• **What is asked**
Rewrite the stretch from the line containing "Where can the red door" through the last line, with the requests included, and offset every pin coordinate by adding 17 to each number. Leave the pictures out.
-- start --
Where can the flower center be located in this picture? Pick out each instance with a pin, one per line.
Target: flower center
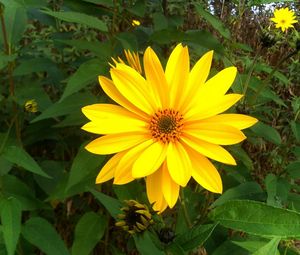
(166, 125)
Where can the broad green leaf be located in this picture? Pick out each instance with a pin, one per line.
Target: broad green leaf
(145, 244)
(43, 235)
(84, 165)
(15, 19)
(19, 156)
(88, 232)
(214, 21)
(247, 190)
(270, 248)
(195, 236)
(84, 75)
(79, 18)
(11, 186)
(11, 223)
(112, 205)
(267, 132)
(71, 104)
(257, 218)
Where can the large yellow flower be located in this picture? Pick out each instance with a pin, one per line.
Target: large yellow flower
(284, 18)
(167, 125)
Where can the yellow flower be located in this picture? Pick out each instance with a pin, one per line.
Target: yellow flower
(135, 23)
(167, 125)
(31, 106)
(133, 60)
(284, 18)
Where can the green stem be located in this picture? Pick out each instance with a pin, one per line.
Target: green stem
(269, 77)
(185, 212)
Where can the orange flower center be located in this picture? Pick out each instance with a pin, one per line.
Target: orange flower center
(166, 125)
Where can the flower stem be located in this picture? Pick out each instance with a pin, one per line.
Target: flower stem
(185, 212)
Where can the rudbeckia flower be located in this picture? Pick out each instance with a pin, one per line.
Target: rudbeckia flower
(167, 125)
(284, 18)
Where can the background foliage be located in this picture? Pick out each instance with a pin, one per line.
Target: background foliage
(52, 51)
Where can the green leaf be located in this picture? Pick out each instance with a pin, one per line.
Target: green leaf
(15, 19)
(145, 245)
(112, 205)
(258, 218)
(83, 166)
(195, 236)
(79, 18)
(43, 235)
(88, 232)
(71, 104)
(247, 190)
(11, 223)
(214, 21)
(20, 157)
(267, 132)
(270, 248)
(84, 75)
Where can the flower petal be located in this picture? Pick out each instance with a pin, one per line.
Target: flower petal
(113, 143)
(179, 164)
(239, 121)
(110, 89)
(108, 170)
(133, 87)
(123, 172)
(156, 77)
(215, 133)
(169, 187)
(154, 191)
(197, 78)
(149, 160)
(177, 74)
(210, 150)
(210, 108)
(205, 173)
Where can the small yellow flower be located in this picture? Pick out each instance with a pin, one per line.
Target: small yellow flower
(284, 18)
(166, 125)
(133, 60)
(135, 23)
(135, 217)
(31, 106)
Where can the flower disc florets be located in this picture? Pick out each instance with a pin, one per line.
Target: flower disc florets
(135, 217)
(166, 125)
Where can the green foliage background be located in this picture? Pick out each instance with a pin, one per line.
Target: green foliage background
(53, 51)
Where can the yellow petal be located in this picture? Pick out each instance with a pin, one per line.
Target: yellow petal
(110, 89)
(239, 121)
(210, 150)
(154, 191)
(179, 164)
(205, 173)
(149, 160)
(211, 107)
(108, 170)
(177, 74)
(134, 87)
(215, 133)
(113, 143)
(197, 77)
(169, 187)
(220, 83)
(156, 77)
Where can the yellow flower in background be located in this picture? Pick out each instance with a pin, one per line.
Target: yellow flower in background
(284, 18)
(31, 106)
(135, 23)
(167, 125)
(133, 60)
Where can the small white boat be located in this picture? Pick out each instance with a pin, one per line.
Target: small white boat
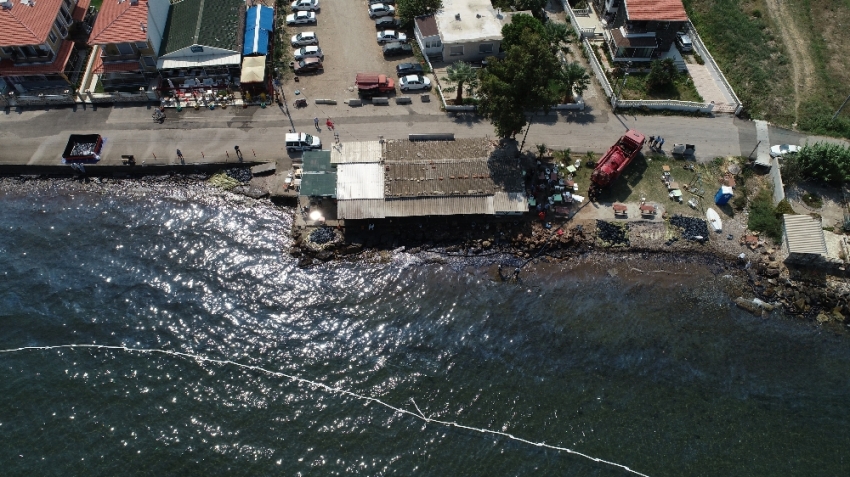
(714, 219)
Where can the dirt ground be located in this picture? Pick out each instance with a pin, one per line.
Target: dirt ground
(347, 37)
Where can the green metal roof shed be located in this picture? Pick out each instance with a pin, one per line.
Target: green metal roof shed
(317, 162)
(318, 185)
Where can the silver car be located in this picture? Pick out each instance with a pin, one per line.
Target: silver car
(387, 36)
(305, 5)
(308, 52)
(305, 38)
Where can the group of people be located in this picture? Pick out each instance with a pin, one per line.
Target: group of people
(328, 123)
(656, 143)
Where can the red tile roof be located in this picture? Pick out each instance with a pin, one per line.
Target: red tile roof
(24, 25)
(120, 22)
(658, 10)
(8, 68)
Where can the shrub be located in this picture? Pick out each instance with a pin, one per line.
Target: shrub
(813, 200)
(824, 161)
(784, 207)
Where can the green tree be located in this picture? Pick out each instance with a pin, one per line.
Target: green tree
(410, 9)
(559, 35)
(521, 26)
(518, 84)
(461, 74)
(661, 74)
(536, 7)
(825, 162)
(572, 79)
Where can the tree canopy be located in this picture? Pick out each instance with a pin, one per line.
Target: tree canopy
(824, 161)
(518, 84)
(461, 74)
(410, 9)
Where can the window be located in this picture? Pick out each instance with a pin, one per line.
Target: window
(63, 32)
(65, 16)
(28, 51)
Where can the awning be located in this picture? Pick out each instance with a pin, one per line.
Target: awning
(253, 69)
(259, 23)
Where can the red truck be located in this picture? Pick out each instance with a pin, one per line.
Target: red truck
(616, 160)
(370, 84)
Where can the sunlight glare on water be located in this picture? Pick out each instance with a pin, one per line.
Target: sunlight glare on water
(662, 375)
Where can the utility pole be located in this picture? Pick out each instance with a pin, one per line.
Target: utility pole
(839, 109)
(622, 85)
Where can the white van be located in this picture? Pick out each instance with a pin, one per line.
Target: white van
(302, 142)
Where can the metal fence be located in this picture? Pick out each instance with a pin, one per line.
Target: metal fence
(668, 104)
(597, 68)
(710, 63)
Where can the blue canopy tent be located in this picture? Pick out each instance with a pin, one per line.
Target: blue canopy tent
(259, 23)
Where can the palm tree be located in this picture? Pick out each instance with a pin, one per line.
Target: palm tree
(572, 79)
(461, 73)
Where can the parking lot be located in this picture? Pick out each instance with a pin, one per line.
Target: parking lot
(347, 37)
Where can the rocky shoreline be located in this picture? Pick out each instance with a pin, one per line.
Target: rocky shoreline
(766, 284)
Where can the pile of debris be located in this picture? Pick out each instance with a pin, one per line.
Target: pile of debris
(692, 227)
(83, 149)
(241, 174)
(322, 235)
(612, 234)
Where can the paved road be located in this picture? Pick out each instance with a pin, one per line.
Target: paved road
(38, 136)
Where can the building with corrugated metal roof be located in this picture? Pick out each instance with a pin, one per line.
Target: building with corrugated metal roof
(804, 237)
(401, 178)
(319, 176)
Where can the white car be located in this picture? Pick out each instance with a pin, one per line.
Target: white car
(301, 18)
(309, 52)
(780, 150)
(305, 38)
(387, 36)
(381, 10)
(305, 5)
(414, 83)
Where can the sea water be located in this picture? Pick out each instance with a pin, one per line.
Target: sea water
(650, 369)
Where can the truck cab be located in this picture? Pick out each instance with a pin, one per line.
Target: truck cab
(302, 142)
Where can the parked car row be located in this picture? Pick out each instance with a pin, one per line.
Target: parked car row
(308, 58)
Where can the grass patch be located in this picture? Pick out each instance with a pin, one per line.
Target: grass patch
(750, 55)
(746, 40)
(682, 88)
(763, 216)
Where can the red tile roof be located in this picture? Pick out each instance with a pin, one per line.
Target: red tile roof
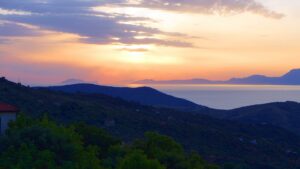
(6, 108)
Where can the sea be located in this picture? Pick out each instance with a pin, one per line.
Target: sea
(232, 96)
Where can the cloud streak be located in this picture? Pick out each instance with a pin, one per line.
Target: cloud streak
(222, 7)
(78, 17)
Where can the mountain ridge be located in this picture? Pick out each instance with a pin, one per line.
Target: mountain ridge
(143, 95)
(290, 78)
(217, 140)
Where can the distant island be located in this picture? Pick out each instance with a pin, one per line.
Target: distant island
(290, 78)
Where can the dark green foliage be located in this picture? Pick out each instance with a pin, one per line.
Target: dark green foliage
(138, 160)
(218, 141)
(43, 144)
(170, 153)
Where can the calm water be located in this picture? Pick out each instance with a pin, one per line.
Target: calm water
(232, 96)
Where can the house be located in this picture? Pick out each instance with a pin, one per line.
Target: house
(7, 113)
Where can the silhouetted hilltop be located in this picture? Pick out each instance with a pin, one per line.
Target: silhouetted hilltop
(142, 95)
(291, 78)
(252, 146)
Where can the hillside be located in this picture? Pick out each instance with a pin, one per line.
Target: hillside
(285, 115)
(221, 141)
(142, 95)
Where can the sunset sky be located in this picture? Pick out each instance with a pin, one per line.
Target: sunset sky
(120, 41)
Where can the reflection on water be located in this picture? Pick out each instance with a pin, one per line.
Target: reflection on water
(232, 96)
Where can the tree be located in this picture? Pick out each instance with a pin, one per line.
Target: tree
(138, 160)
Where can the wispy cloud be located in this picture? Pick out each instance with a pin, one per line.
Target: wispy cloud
(10, 29)
(78, 17)
(223, 7)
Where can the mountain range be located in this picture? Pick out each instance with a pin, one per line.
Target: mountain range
(142, 95)
(285, 115)
(255, 146)
(290, 78)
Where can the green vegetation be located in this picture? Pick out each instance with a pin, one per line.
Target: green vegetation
(43, 144)
(230, 144)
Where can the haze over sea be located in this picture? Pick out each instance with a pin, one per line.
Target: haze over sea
(232, 96)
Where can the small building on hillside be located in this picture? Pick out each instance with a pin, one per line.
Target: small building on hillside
(7, 113)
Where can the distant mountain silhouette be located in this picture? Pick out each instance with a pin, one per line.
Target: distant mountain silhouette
(142, 95)
(254, 146)
(285, 115)
(71, 81)
(290, 78)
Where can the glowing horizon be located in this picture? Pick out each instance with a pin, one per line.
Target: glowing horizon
(120, 41)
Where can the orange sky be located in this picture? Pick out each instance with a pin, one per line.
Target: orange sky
(186, 44)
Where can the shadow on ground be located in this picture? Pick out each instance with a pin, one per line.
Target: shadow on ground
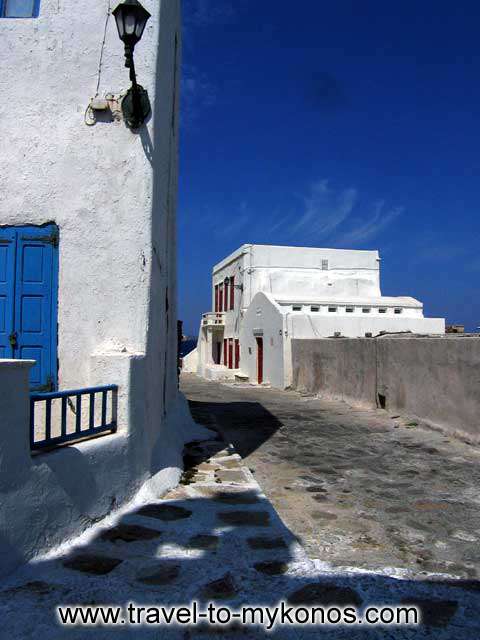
(216, 538)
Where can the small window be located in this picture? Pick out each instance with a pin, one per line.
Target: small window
(19, 8)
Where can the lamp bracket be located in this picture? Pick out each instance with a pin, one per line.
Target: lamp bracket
(136, 109)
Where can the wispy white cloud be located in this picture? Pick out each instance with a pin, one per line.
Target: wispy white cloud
(197, 93)
(202, 13)
(338, 216)
(325, 209)
(366, 228)
(239, 222)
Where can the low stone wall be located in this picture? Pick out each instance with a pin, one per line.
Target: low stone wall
(435, 379)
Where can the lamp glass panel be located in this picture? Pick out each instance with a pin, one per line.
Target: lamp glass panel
(130, 23)
(119, 21)
(19, 8)
(141, 26)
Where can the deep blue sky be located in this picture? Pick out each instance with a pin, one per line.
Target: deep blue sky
(334, 124)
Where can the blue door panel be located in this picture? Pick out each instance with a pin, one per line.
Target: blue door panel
(7, 290)
(34, 304)
(28, 300)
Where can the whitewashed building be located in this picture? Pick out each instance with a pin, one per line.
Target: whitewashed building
(264, 296)
(87, 268)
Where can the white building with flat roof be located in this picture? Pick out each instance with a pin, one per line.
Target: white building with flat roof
(263, 296)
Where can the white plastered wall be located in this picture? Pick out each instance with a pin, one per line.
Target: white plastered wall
(112, 194)
(263, 319)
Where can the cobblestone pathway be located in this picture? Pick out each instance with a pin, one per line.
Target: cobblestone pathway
(217, 537)
(360, 488)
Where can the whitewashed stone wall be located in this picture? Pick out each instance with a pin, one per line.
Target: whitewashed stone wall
(112, 194)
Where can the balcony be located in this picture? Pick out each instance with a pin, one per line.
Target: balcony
(213, 319)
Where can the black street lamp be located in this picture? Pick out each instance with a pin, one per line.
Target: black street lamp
(131, 19)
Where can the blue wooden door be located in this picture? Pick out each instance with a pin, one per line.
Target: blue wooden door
(7, 290)
(35, 282)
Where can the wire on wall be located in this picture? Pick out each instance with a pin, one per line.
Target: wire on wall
(89, 117)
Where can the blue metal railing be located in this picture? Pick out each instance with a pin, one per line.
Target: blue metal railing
(49, 441)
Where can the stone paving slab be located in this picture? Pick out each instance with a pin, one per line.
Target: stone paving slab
(250, 557)
(361, 488)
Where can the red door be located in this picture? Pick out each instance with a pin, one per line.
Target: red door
(237, 354)
(260, 360)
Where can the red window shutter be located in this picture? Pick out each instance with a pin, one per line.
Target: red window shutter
(237, 354)
(232, 293)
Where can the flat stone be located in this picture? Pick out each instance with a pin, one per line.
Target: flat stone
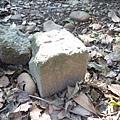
-- end --
• **Expected output**
Where can the red door be located in this picture? Pick out each instance with a pin, one per line.
Target: red door
(254, 371)
(277, 377)
Where can the red window shutter be located in this picture? Pick out each instance with a pin, one per line.
Target: red window shutter
(254, 371)
(249, 310)
Where can the flat stone be located in this picture? Pick out each instance with a pin, one per line.
Target: flat stone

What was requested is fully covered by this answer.